Textauszug>
»»

Dass König folglich von einer „stumme[n] Vergemeinschaftung“ spricht (S. 426), ist deshalb nur konsequent. Es wirft jedoch die Frage auf, ob diese Begriffsschöpfung äquivalent zum Begriff der „stillen Generation“ gemeint ist4. Zudem bleibt offen, wie diese Generationengemeinschaft über die vielfältigen, in den einzelnen Personenbildern geschilderten individuellen Verarbeitungs- und Selbstverortungsprozesse hinaus in der DDR wirkmächtig wurde. Zudem zeigt sich – nicht zuletzt aufgrund von Königs Systematik, die zwischen Personenbildern des öffentlichen Lebens einerseits und „Normalbürgern“ andererseits unterscheidet – ein durchaus widersprüchliches Generationenprofil: Für die in Amt und Würden gelangten um 1930 Geborenen, die einen Flüchtlings- und/oder Vertriebenenhintergrund besaßen, blieb ihre Herkunft zu Zeiten der DDR durchweg bedeutungslos. Demgegenüber hätten die „Normalbürger“ ihrer „gewaltsame[n] ,Aussiedlung‘ einen größeren Stellenwert bei[gemessen] (S. 407 f.)“. Der Stellenwert, den die Betroffenen ihrem biographischen Hintergrund zusprachen, sei im Einzelnen, so die These des Verfassers, von ihrer gesellschaftlichen Position abhängig gewesen: „Je höher die politische Stellung war, umso stärker wird ein politisch-ideologisch geprägtes Integrationsnarrativ erzählt“, in dem der eigenen Flucht- und Vertreibungserfahrung kaum Bedeutung zukommt. Die ‚Normalbürger‘ präsentierten hingegen eine „betont unideologische, stärker materiell orientierte und teilweise distanzierende Integrationserzählung“, die vergleichsweise stärker auf dieses Moment fokussiert bleibt (S. 409).

Die vorliegende Untersuchung rekonstruiert mithin eine gewissermaßen „volksfremde“ (Generationen-)Erfahrung, die nur bedingt mit jenem emphatischen Eintreten für den Aufbau des „Arbeiter-und-Bauern-Staates“ identisch war, das gemeinhin als charakteristisch für die DDR-Aufbaugeneration angeführt wird. Die Stärke dieser Arbeit liegt eindeutig in ihrer Differenzierungsleistung: Eingehend und umsichtig untersucht König intragenerationelle Dynamiken und (Selbst-)Deutungsversuche und trägt auf diese Weise zu einem vielschichtigeren Bild einer Generation bei, die bislang weitgehend undifferenziert als staatstragend wahrgenommen worden ist. Nicht zuletzt löst die Studie den selbstgesteckten Anspruch ein, Wahrnehmungen, Erfahrungen und Selbstbeschreibungen der Betroffenen zusammenzutragen und erweist sich auf diese Weise als unverzichtbares Hilfsmittel für jeden, der sich mit Flucht, Vertreibung und deren Verarbeitungsformen in der DDR-Gesellschaft auseinandersetzt.

««

Wovon hing laut dem Textauszug ab, wie wichtig die Betroffenen ihren eigenen biographischen Hintergrund nahmen? Stütz dich dabei nur auf den Textauszug.

Das Material>

»»

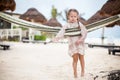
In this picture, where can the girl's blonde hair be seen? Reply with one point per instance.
(72, 10)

««

Die Lösung> Von ihrer gesellschaftlichen Position.